Extracted entries:

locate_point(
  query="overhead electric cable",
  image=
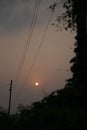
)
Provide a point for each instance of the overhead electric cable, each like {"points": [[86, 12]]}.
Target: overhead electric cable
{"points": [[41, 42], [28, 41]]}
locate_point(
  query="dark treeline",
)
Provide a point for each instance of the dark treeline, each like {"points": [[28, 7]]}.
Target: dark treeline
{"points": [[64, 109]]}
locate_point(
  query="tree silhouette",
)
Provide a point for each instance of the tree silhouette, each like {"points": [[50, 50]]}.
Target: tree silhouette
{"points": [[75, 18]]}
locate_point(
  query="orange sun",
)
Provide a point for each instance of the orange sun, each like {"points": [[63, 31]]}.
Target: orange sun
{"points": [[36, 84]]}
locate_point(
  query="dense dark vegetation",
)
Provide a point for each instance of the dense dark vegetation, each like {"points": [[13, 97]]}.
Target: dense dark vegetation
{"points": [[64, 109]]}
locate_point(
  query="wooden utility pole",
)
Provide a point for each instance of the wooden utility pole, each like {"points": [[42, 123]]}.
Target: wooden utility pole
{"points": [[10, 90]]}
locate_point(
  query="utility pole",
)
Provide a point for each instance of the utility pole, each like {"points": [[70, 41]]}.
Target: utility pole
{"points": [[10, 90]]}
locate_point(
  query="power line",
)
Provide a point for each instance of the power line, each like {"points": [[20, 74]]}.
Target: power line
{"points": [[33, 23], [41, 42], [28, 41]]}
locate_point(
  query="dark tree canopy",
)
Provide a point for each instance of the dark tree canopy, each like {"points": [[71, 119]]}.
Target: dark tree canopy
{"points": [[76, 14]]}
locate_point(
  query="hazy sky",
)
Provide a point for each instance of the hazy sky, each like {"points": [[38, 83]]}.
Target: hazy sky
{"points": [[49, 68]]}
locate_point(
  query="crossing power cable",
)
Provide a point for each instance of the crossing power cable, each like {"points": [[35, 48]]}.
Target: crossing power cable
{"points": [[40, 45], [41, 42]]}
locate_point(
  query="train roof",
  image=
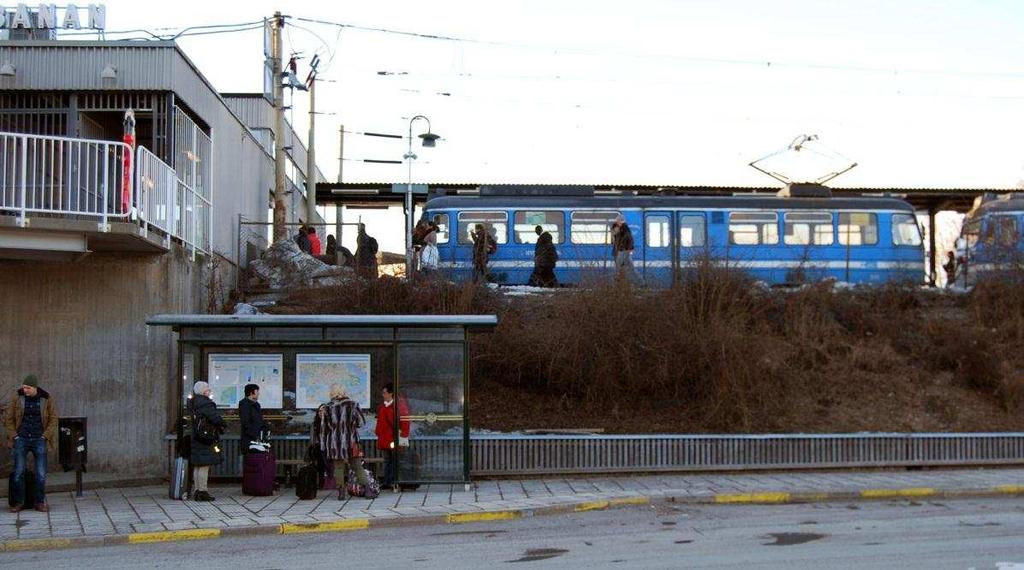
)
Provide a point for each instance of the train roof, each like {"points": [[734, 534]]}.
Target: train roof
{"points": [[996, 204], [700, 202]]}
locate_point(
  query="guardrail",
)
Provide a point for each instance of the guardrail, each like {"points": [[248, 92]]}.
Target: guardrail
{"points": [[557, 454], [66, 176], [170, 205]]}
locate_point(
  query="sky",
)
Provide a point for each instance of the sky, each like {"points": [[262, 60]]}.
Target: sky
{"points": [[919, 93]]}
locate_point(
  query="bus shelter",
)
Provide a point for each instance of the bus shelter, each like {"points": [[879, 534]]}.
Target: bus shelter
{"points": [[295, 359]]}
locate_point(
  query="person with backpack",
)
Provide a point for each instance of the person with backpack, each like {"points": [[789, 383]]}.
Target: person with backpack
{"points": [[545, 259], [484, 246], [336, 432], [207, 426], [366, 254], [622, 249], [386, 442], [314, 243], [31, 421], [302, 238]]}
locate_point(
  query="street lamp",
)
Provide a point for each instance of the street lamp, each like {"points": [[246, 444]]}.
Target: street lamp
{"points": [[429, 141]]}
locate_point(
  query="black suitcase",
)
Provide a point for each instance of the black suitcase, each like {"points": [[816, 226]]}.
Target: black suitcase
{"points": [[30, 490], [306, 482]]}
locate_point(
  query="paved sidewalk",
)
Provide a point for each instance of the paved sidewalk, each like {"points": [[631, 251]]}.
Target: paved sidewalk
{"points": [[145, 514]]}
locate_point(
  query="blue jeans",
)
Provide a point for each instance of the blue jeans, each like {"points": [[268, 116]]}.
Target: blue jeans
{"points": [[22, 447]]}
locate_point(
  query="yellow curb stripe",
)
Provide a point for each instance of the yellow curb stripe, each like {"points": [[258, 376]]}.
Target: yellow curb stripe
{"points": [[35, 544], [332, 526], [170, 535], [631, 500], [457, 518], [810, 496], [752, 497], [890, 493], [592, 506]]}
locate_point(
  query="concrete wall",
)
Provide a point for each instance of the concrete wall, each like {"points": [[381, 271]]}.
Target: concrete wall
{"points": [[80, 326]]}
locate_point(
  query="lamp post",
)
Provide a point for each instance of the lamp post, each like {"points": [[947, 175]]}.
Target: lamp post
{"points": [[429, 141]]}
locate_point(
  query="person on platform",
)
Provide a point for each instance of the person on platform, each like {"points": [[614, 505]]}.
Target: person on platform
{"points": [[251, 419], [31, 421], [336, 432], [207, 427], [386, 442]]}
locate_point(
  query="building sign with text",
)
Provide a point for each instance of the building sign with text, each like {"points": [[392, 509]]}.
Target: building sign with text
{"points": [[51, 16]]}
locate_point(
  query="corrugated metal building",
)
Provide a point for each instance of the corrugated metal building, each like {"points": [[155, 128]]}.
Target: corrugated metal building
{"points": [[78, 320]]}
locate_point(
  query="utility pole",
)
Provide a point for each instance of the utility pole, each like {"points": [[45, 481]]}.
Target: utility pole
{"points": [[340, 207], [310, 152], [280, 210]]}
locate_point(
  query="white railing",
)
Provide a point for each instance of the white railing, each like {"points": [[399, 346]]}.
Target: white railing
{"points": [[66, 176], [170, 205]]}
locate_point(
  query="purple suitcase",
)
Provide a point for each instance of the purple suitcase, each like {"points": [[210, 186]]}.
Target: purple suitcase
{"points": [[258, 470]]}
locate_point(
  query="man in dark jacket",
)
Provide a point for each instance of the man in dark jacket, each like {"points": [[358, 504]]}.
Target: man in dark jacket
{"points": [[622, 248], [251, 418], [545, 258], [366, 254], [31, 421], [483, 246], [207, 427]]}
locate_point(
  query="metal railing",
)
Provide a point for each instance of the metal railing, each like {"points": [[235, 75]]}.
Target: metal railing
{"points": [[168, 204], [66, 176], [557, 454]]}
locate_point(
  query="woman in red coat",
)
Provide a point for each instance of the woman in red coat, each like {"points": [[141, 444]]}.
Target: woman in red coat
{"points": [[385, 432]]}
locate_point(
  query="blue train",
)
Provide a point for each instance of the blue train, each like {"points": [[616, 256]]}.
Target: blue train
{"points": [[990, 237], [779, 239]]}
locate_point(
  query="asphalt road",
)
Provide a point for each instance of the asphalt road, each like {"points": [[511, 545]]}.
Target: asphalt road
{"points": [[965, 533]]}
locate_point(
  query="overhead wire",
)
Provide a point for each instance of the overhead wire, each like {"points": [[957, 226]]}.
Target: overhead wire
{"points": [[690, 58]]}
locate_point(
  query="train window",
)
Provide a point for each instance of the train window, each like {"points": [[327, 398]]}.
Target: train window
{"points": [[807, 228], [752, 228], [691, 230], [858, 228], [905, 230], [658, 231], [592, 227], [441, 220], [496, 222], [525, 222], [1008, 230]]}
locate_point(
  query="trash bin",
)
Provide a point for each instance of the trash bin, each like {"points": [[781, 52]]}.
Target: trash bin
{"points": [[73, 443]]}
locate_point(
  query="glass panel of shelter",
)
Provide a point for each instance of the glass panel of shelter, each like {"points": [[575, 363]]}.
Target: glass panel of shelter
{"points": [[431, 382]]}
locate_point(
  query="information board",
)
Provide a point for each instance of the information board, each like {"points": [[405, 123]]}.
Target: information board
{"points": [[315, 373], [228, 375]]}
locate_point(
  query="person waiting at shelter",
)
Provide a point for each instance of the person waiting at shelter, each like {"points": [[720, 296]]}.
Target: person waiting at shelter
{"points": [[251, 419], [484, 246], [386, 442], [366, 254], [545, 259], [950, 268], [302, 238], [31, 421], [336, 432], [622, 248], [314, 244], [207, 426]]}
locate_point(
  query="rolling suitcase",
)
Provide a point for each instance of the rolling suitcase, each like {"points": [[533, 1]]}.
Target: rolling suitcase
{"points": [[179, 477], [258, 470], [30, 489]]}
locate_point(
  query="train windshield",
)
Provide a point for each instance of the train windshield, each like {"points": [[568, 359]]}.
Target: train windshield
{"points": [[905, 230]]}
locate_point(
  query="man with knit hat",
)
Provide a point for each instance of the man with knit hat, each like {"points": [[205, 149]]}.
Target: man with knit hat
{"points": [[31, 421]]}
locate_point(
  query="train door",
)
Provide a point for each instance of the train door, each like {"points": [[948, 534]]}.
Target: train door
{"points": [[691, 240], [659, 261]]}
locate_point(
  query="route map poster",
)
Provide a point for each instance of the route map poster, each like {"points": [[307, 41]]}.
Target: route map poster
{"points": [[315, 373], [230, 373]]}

...

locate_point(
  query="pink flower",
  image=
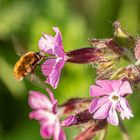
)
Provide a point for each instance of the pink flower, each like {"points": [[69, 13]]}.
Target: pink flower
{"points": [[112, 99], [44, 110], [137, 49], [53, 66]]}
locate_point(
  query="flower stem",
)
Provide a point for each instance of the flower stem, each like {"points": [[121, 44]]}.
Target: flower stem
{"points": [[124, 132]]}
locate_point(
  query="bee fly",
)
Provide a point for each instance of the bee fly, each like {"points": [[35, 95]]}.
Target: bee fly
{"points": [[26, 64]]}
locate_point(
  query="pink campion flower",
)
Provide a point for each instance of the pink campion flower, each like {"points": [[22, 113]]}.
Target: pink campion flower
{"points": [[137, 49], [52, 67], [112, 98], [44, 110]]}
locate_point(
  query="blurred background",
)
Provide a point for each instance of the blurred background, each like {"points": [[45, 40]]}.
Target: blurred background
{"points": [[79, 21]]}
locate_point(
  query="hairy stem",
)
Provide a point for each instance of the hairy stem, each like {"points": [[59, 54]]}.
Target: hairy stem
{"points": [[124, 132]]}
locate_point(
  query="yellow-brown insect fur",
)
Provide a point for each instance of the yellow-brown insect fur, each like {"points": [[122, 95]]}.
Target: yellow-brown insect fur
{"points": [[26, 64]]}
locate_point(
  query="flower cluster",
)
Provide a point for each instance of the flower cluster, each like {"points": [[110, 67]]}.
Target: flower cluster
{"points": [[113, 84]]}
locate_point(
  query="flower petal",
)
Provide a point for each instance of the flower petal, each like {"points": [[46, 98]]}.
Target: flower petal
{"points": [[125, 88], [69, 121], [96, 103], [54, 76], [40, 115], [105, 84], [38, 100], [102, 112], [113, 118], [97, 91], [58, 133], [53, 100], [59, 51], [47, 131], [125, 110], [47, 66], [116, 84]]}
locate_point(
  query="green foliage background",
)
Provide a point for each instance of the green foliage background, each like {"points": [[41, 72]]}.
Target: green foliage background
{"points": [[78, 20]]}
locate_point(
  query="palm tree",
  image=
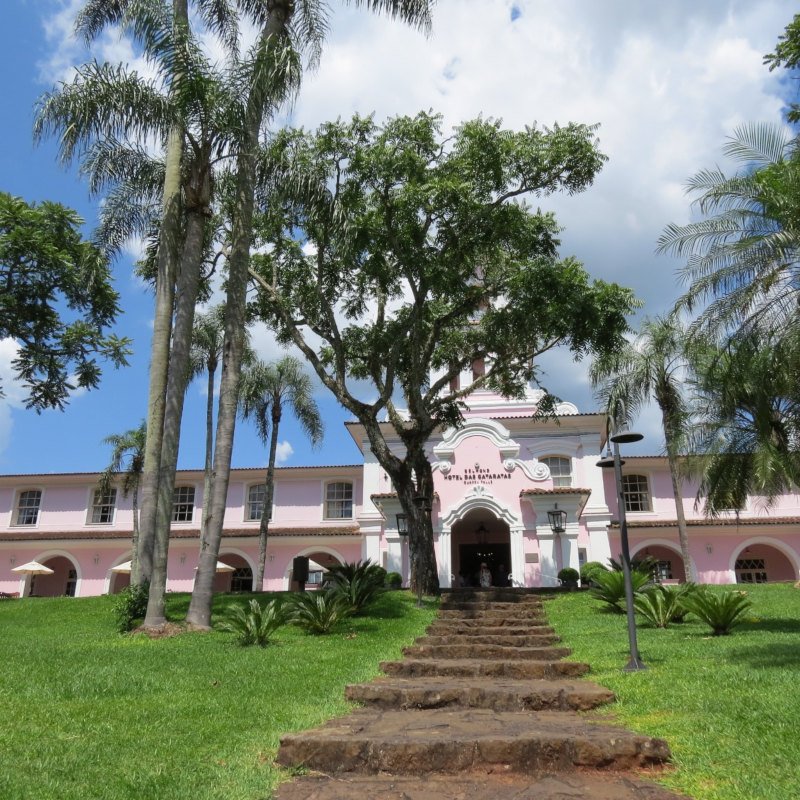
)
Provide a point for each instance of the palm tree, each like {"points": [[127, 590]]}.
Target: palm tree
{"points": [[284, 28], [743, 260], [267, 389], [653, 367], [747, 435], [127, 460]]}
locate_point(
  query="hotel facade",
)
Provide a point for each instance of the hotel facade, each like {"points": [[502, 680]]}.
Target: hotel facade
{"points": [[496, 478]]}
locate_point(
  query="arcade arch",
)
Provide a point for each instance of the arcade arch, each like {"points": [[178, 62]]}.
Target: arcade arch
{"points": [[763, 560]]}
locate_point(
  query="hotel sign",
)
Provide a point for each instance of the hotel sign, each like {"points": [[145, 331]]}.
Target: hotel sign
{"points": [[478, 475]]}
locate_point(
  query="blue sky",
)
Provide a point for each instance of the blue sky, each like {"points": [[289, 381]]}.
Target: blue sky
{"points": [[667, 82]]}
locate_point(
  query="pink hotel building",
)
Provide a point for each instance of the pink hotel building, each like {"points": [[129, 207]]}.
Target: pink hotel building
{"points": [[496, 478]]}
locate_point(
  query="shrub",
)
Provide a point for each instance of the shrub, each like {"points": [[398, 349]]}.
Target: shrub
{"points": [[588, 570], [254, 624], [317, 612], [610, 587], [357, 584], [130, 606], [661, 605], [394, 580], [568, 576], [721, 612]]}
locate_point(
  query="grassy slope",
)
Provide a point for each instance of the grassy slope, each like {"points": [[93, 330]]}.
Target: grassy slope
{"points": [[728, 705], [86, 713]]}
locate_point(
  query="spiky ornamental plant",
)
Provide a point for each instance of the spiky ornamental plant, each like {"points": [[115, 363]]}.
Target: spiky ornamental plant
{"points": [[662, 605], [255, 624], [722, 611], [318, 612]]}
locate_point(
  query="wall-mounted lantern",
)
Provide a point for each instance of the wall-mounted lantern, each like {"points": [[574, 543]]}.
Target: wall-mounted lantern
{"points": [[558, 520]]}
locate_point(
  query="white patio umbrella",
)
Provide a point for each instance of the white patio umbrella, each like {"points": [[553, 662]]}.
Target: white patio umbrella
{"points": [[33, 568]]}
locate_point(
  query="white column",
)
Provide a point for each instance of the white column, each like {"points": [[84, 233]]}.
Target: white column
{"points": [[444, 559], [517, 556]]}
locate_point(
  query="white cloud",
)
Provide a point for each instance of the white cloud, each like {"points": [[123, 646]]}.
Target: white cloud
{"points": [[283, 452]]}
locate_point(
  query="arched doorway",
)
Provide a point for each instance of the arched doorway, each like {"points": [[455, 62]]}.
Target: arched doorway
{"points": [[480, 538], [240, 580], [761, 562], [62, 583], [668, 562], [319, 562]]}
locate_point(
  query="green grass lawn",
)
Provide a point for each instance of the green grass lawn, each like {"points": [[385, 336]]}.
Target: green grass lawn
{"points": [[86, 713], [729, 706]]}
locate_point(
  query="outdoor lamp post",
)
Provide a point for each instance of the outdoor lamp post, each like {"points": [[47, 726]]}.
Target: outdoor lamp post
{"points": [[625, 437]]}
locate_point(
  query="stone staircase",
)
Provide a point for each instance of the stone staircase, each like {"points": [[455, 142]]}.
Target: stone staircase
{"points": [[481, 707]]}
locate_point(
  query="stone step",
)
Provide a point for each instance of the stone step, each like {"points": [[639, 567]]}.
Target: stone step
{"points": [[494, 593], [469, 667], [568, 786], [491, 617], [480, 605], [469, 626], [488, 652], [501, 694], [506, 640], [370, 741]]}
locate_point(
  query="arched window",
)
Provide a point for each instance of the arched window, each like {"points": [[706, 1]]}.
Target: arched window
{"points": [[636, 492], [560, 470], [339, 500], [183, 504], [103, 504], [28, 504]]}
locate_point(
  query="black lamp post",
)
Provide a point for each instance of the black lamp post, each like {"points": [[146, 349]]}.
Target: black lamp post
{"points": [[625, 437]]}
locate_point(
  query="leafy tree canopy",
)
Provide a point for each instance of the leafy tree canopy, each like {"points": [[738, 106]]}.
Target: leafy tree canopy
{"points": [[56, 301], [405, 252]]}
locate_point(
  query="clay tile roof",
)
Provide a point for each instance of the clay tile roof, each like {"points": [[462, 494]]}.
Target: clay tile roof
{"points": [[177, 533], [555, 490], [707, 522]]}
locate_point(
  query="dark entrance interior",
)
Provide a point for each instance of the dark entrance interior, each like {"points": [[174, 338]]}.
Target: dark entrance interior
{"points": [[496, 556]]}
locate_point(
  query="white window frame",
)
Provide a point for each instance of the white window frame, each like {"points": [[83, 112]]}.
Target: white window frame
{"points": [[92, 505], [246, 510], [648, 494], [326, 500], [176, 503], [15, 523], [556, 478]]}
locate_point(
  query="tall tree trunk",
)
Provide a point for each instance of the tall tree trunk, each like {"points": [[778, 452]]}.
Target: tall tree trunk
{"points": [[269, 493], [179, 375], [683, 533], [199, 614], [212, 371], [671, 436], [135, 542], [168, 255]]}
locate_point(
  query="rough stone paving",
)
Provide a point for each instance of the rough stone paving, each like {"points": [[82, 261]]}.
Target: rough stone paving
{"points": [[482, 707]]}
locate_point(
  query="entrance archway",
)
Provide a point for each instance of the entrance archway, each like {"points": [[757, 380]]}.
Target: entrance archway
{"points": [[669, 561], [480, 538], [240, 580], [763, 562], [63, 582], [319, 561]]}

Exercise directions:
Which lines in the rows contain the string "text"? Return every one of them in full, treating uppercase and lowercase as different.

Task response:
  query="building sign with text",
Provide a point for each instance of the building sign with text, each like {"points": [[392, 509]]}.
Target: building sign with text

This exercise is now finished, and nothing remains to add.